REQUIRED WORK: Each line below should be retyped exactly, with no pictures.

======== GIVEN INFORMATION ========

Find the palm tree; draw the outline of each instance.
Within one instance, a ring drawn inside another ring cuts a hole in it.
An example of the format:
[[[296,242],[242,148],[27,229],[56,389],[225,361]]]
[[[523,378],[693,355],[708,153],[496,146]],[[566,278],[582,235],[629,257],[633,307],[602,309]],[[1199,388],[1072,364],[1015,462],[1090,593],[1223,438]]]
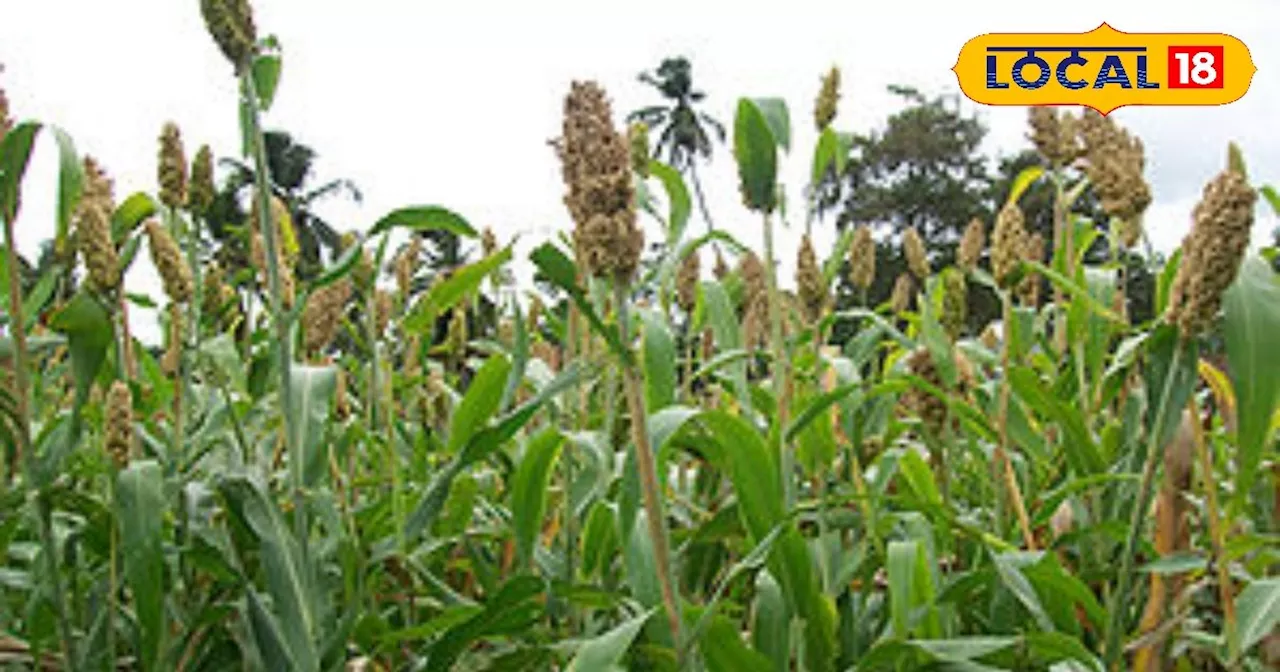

========

TASK RESULT:
Find the palm tree; draw the outline of each instance.
Within one instance, a ring drawn inside another ring cuts a hole in it.
An example of the format:
[[[296,242],[242,148],[27,229],[56,389],[225,361]]]
[[[523,378],[693,355],[708,153],[496,146]],[[566,278],[582,235],[629,257],[633,307],[602,309]],[[1199,388],[1072,364],[1015,462],[1090,593],[1223,438]]]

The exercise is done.